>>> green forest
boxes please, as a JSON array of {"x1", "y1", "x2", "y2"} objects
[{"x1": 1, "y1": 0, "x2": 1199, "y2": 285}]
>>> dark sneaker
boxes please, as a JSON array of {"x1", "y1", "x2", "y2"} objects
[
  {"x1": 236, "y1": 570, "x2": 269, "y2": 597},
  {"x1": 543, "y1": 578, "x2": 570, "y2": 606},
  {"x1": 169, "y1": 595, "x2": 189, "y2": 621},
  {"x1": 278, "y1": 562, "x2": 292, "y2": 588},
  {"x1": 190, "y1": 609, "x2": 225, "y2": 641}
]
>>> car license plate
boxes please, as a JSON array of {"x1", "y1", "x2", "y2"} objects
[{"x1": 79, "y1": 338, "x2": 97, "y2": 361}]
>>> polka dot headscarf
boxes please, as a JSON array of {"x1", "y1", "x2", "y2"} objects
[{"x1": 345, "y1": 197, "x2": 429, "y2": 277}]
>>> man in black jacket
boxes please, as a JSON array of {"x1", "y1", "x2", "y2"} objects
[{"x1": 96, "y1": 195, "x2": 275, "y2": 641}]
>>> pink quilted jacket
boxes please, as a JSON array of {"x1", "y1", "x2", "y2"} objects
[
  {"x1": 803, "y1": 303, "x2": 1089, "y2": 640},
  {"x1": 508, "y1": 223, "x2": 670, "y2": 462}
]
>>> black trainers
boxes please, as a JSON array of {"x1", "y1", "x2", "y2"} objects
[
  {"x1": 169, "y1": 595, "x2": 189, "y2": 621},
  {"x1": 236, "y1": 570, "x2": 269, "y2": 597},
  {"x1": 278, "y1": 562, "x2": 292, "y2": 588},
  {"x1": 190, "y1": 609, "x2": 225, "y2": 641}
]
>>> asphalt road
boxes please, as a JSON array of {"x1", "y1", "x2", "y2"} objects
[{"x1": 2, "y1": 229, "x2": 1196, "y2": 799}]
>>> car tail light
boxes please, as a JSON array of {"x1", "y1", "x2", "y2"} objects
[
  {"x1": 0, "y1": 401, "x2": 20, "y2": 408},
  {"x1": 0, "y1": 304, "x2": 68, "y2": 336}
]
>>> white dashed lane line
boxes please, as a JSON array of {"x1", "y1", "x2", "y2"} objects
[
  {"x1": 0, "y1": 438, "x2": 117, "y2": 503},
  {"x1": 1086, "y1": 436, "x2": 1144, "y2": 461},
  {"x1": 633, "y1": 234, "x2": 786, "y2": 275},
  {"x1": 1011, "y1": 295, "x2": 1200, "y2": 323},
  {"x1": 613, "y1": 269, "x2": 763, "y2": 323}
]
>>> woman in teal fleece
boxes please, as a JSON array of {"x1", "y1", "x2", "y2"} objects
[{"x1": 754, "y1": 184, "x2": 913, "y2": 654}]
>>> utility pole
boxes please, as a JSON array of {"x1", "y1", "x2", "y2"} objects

· · · ·

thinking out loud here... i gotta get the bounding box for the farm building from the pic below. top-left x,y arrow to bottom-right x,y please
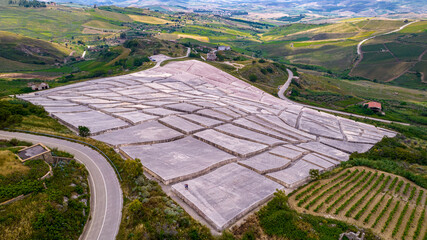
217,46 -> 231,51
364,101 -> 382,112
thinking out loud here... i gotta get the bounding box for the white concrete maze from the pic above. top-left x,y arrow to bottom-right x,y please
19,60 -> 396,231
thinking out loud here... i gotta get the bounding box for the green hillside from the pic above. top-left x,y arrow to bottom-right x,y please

· · · ·

> Your instructions:
Search the entries above for the word "green" and copy each line where it appears.

> Solution:
>>> green forest
thinking out loud here... i gotta get the bounding box for the green hillside from the pic above. top-left x,y arrow to bottom-right x,y please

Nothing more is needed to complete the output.